§ What is expected
Provide a character-exact reproduction of the lines from the line with "animal's ear with one point per instance" to the end of the entries.

§ Input data
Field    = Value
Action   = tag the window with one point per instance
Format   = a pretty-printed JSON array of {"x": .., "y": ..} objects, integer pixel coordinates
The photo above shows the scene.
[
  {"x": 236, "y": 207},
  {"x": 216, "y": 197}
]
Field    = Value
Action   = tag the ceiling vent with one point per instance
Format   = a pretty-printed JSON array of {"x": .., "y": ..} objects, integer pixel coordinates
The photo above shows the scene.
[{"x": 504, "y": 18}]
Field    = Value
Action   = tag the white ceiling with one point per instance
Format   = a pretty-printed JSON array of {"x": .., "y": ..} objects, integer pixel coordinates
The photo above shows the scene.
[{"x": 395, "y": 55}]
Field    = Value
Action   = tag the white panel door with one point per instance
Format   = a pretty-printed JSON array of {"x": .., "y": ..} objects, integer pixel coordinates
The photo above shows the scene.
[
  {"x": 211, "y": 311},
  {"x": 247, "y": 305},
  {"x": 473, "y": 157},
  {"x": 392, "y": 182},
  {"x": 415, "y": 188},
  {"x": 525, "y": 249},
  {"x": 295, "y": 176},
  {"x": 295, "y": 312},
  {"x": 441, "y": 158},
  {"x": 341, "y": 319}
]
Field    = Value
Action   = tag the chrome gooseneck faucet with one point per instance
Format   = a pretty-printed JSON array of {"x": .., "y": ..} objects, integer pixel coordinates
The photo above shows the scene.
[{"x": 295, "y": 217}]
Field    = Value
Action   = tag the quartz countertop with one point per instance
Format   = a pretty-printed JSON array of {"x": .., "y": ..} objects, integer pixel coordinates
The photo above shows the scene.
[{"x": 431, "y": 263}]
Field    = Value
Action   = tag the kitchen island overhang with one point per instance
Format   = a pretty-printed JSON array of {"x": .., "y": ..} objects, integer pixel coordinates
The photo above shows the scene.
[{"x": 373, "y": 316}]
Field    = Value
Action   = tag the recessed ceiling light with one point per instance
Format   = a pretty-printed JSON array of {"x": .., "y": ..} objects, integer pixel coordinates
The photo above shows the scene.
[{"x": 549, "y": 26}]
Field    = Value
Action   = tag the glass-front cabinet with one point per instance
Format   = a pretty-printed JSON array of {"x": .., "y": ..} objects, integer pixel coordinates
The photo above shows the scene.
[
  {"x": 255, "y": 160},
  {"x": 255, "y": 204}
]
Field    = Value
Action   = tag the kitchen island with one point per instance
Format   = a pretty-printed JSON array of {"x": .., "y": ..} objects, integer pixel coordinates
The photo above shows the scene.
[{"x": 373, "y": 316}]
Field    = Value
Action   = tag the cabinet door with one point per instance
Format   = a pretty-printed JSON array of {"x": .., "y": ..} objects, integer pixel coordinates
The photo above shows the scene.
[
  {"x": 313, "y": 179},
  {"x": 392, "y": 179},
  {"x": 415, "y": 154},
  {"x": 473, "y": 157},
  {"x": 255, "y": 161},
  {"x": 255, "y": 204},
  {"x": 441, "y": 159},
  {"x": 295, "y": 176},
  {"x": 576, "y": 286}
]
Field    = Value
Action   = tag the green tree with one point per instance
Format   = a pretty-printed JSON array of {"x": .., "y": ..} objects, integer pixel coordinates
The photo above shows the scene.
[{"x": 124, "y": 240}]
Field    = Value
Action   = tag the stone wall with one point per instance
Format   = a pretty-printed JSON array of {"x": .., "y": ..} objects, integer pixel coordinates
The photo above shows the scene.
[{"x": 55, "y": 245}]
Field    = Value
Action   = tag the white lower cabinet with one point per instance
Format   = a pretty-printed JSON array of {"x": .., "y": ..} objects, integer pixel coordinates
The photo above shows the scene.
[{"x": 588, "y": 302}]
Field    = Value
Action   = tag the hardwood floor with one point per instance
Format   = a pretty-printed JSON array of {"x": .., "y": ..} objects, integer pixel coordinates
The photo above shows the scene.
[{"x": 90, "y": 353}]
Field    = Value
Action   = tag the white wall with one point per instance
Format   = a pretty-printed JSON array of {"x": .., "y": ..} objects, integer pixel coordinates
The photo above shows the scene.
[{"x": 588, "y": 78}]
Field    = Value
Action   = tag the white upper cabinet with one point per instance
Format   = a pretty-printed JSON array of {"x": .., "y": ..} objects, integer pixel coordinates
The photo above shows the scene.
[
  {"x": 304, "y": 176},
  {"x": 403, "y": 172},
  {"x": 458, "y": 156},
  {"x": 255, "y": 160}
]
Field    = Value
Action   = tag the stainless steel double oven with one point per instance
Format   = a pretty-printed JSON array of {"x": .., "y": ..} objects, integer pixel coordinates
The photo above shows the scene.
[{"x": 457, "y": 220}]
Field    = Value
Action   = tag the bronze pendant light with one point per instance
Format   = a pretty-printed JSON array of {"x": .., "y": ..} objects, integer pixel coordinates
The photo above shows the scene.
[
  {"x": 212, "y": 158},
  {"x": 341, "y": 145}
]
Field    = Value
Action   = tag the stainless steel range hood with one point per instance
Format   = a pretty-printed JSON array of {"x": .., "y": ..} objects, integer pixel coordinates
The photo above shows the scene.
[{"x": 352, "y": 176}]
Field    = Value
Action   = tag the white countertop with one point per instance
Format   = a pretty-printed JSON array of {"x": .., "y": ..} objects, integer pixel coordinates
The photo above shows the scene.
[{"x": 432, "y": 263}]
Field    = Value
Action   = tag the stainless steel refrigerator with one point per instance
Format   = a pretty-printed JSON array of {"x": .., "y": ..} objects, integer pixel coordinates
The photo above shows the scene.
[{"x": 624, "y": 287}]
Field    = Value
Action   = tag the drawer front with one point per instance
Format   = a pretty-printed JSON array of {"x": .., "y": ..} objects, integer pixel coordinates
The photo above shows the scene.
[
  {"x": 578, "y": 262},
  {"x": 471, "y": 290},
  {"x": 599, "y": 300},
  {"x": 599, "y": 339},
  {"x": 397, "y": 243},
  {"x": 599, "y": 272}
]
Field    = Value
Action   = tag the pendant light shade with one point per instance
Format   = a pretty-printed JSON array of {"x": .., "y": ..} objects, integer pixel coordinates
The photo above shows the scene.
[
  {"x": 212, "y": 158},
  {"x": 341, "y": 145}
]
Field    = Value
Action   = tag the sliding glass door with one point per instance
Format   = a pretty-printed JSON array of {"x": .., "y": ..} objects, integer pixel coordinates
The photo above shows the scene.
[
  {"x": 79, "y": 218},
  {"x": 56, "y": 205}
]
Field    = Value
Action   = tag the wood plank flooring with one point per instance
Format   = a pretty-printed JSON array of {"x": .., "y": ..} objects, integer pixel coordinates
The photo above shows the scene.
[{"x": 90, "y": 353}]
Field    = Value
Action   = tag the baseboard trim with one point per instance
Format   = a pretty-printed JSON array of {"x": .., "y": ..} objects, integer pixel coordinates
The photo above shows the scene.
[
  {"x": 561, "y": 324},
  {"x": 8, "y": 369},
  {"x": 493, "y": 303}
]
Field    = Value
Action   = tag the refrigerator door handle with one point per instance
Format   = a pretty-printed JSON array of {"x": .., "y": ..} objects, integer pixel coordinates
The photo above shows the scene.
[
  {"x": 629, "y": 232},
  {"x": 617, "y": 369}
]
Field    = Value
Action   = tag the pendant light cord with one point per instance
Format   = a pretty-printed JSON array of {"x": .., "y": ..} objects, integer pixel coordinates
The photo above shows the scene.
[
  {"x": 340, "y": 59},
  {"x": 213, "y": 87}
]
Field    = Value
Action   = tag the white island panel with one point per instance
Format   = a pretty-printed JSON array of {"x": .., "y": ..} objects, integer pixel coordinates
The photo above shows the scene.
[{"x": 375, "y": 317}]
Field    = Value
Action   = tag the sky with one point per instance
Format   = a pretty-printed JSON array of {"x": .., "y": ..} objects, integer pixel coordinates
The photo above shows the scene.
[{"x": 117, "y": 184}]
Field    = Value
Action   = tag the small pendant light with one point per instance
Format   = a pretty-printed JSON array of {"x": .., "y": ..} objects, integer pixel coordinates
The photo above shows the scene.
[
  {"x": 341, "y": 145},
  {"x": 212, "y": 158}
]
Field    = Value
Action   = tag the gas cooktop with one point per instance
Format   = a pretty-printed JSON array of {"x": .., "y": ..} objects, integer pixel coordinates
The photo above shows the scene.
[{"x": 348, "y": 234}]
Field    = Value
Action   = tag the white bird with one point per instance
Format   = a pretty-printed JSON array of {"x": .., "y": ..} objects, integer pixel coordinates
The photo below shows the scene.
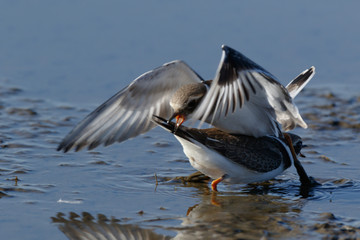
[
  {"x": 237, "y": 158},
  {"x": 243, "y": 99}
]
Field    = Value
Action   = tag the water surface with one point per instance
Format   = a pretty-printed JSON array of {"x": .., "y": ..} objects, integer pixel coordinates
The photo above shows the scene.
[{"x": 60, "y": 60}]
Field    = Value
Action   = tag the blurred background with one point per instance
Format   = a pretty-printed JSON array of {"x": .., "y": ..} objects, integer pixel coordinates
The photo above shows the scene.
[
  {"x": 61, "y": 59},
  {"x": 85, "y": 51}
]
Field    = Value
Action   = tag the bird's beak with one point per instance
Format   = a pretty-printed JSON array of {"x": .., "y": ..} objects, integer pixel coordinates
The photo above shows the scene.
[{"x": 180, "y": 118}]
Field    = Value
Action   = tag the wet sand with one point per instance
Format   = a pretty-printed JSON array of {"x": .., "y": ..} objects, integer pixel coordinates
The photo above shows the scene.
[{"x": 136, "y": 187}]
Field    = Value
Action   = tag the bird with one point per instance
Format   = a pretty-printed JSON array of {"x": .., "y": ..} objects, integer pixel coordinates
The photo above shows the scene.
[
  {"x": 234, "y": 158},
  {"x": 243, "y": 98}
]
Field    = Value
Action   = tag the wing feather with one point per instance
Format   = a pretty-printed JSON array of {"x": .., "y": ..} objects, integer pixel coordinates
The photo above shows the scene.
[
  {"x": 263, "y": 102},
  {"x": 128, "y": 113}
]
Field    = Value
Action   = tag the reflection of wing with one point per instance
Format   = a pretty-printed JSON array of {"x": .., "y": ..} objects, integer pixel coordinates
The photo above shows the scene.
[
  {"x": 86, "y": 228},
  {"x": 128, "y": 113},
  {"x": 246, "y": 99}
]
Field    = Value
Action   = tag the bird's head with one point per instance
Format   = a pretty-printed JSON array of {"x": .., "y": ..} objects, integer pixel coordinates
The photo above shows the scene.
[{"x": 185, "y": 100}]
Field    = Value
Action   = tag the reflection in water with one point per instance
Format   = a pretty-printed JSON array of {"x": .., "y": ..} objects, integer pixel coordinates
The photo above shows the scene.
[
  {"x": 231, "y": 215},
  {"x": 86, "y": 228}
]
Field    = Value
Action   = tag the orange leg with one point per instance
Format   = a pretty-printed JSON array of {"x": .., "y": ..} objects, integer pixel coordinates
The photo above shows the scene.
[
  {"x": 216, "y": 182},
  {"x": 304, "y": 178}
]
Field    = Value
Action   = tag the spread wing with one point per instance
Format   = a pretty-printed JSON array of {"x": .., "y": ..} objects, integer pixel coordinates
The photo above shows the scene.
[
  {"x": 128, "y": 113},
  {"x": 247, "y": 98}
]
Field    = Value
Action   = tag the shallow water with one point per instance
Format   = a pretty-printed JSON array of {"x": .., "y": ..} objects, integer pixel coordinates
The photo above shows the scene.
[{"x": 54, "y": 72}]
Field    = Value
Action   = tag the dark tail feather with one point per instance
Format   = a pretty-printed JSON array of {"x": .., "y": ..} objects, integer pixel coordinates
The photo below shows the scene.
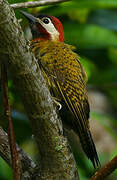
[{"x": 89, "y": 148}]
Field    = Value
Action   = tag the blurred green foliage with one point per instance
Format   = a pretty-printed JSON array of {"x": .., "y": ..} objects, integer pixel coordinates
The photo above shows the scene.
[{"x": 91, "y": 26}]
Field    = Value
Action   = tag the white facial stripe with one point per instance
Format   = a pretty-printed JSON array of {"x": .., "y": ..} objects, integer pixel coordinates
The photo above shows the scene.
[{"x": 54, "y": 34}]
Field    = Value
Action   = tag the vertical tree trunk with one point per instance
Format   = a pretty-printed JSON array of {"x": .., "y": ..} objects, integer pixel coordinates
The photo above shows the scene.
[{"x": 56, "y": 159}]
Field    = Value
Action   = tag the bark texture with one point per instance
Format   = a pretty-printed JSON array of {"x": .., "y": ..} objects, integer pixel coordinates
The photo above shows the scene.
[{"x": 56, "y": 159}]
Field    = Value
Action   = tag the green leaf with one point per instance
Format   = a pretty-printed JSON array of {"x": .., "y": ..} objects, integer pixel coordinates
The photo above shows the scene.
[{"x": 89, "y": 36}]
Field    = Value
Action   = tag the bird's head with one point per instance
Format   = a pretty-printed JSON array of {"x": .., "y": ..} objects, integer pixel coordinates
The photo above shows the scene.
[{"x": 45, "y": 27}]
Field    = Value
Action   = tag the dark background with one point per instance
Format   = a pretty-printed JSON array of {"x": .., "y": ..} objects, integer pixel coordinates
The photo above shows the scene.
[{"x": 90, "y": 25}]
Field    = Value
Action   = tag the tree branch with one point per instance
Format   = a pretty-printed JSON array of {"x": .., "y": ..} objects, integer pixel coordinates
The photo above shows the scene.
[
  {"x": 106, "y": 170},
  {"x": 31, "y": 4},
  {"x": 56, "y": 159},
  {"x": 28, "y": 166}
]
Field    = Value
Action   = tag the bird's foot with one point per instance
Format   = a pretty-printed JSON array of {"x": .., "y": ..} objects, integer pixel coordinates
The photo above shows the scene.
[{"x": 57, "y": 103}]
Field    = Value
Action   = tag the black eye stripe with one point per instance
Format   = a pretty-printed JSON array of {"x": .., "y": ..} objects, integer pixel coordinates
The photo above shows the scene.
[{"x": 46, "y": 21}]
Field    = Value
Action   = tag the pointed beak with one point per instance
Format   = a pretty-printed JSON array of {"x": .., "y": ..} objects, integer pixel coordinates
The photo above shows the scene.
[{"x": 29, "y": 17}]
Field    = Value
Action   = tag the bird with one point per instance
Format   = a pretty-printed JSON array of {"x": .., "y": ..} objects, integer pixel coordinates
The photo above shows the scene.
[{"x": 64, "y": 75}]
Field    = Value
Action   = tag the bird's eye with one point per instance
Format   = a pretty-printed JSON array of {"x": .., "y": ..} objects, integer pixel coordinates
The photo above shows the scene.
[{"x": 46, "y": 20}]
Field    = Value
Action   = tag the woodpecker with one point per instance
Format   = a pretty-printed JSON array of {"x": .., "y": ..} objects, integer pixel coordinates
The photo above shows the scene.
[{"x": 64, "y": 74}]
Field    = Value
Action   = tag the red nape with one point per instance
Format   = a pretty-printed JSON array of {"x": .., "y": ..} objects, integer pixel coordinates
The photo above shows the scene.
[
  {"x": 58, "y": 25},
  {"x": 44, "y": 35}
]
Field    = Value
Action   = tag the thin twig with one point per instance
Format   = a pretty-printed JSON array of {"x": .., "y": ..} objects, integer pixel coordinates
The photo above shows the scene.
[
  {"x": 14, "y": 153},
  {"x": 106, "y": 170},
  {"x": 31, "y": 4}
]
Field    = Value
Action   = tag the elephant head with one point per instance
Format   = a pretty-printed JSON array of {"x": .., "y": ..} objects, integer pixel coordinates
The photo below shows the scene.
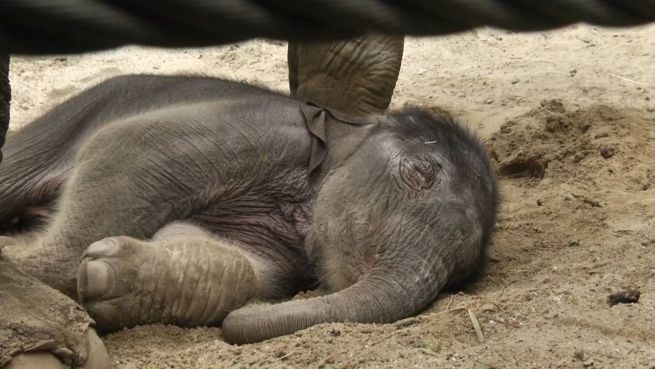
[
  {"x": 405, "y": 207},
  {"x": 355, "y": 76}
]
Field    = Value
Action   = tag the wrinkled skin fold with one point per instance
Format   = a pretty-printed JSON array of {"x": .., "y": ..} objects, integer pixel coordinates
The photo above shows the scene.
[{"x": 187, "y": 198}]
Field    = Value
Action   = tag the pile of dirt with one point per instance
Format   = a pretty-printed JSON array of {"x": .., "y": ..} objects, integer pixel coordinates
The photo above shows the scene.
[{"x": 569, "y": 234}]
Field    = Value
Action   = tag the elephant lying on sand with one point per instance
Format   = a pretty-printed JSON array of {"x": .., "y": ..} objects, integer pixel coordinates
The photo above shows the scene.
[{"x": 263, "y": 196}]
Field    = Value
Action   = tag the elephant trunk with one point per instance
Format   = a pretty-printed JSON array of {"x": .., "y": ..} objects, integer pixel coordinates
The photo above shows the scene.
[{"x": 382, "y": 296}]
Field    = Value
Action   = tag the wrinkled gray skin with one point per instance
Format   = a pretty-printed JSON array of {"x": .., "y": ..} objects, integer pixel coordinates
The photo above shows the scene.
[
  {"x": 356, "y": 76},
  {"x": 186, "y": 198}
]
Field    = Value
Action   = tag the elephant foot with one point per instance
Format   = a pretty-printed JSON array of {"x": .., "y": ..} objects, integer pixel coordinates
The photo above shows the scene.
[
  {"x": 97, "y": 357},
  {"x": 124, "y": 282},
  {"x": 42, "y": 328}
]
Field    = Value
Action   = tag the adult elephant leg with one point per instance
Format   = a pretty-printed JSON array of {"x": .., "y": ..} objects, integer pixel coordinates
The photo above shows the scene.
[
  {"x": 183, "y": 276},
  {"x": 42, "y": 328},
  {"x": 356, "y": 76},
  {"x": 5, "y": 97}
]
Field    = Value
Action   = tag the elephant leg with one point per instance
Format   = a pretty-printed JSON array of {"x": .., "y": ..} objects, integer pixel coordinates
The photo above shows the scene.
[
  {"x": 113, "y": 190},
  {"x": 356, "y": 76},
  {"x": 41, "y": 328},
  {"x": 5, "y": 98},
  {"x": 183, "y": 276}
]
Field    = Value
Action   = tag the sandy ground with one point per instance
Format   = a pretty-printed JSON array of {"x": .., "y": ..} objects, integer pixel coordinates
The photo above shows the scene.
[{"x": 569, "y": 118}]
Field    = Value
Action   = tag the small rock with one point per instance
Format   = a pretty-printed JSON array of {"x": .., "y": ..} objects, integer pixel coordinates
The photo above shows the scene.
[
  {"x": 624, "y": 297},
  {"x": 335, "y": 333}
]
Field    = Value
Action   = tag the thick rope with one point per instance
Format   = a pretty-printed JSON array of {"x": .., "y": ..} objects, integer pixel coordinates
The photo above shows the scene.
[
  {"x": 71, "y": 26},
  {"x": 5, "y": 96}
]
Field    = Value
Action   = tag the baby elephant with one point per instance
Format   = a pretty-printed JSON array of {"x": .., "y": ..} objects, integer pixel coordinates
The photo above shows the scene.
[{"x": 182, "y": 199}]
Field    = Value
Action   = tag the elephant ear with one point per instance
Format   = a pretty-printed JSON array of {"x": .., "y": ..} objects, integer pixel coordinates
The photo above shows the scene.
[
  {"x": 419, "y": 173},
  {"x": 316, "y": 119}
]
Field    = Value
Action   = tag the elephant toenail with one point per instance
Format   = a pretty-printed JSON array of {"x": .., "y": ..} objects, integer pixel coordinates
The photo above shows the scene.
[
  {"x": 106, "y": 247},
  {"x": 97, "y": 280}
]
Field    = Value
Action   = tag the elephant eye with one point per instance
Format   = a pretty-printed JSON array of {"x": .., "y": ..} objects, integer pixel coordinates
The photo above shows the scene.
[{"x": 419, "y": 173}]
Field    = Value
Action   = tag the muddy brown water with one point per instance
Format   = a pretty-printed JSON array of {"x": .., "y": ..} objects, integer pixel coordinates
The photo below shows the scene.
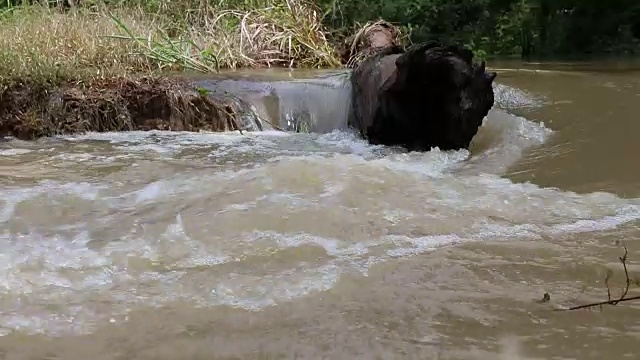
[{"x": 319, "y": 246}]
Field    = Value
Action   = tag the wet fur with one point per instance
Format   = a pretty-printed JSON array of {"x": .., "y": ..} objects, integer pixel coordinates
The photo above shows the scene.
[{"x": 429, "y": 96}]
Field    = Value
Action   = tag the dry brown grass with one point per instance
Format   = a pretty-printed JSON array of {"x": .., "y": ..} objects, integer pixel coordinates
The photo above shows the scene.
[
  {"x": 31, "y": 110},
  {"x": 38, "y": 42}
]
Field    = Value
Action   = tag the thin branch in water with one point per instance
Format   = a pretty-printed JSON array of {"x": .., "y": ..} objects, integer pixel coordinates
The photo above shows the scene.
[{"x": 623, "y": 297}]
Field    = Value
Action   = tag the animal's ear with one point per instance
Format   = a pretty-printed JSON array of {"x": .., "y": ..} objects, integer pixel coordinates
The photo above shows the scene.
[{"x": 415, "y": 51}]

§ Solution for this task
Action   = tag the animal's ear with one point per instance
Format   = a pretty-printed JSON array of {"x": .., "y": ..} objects, integer pixel coordinates
The photo above shows the scene.
[{"x": 415, "y": 51}]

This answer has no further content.